** Text **

- - - -

We will count the set of $a$-shuffles of a deck with $n$ cards in two ways.  First, we 
know that there are $a^n$ such shuffles (this was noted in the proof of 
Theorem~\ref{thm 3.3.2}).  But there are $A(n, r)$ orderings of $\{1, 2, \ldots, n\}$ 
with $r$ rising sequences, and Theorem~\ref{thm 3.3.3} states that for each such ordering,
there are exactly
$${{n+a-r}\choose n}$$ 
cut-interleaving pairs that lead to the ordering.  Therefore, the right-hand side of 
Equation~\ref{eq 3.6} counts the set of $a$-shuffles of an $n$-card deck.
This completes the\linebreak[4] proof.
\end{theorem}
\subsection*{Random Orderings and Random Processes}
We now turn to the second question that was asked at the beginning of
this section:  What do we mean by a ``random" ordering\index{ordering,
random}\index{random ordering}?  It is somewhat misleading to think about a given ordering as being
random or not random.  If we want to choose a random ordering from the set of all orderings of $\{1,
2, \ldots, n\}$, we mean that we want every ordering to be chosen with the same probability, i.e., any
ordering is as ``random" as any other.

- - - -

** Requests **
1. Answer these questions from the shuffling text, each in a line of its own:
(a) How many $a$-shuffles of a deck with $n$ cards are there?
(b) What does $A(n, r)$ count?
(c) What does choosing a random ordering from the set of all orderings mean?
2. Retype the part of the shuffling text from "We will count" up to and including "completes the\linebreak[4] proof.", keeping it identical.

** Supplied information **
- - - -

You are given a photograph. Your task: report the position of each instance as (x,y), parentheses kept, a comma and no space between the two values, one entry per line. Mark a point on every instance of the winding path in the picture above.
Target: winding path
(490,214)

- - - -

** Exercise solutions **
1.
(a) $a^n$
(b) The orderings of $\{1, 2, \ldots, n\}$ with $r$ rising sequences.
(c) Every ordering is chosen with the same probability.

2.
We will count the set of $a$-shuffles of a deck with $n$ cards in two ways.  First, we 
know that there are $a^n$ such shuffles (this was noted in the proof of 
Theorem~\ref{thm 3.3.2}).  But there are $A(n, r)$ orderings of $\{1, 2, \ldots, n\}$ 
with $r$ rising sequences, and Theorem~\ref{thm 3.3.3} states that for each such ordering,
there are exactly
$${{n+a-r}\choose n}$$ 
cut-interleaving pairs that lead to the ordering.  Therefore, the right-hand side of 
Equation~\ref{eq 3.6} counts the set of $a$-shuffles of an $n$-card deck.
This completes the\linebreak[4] proof.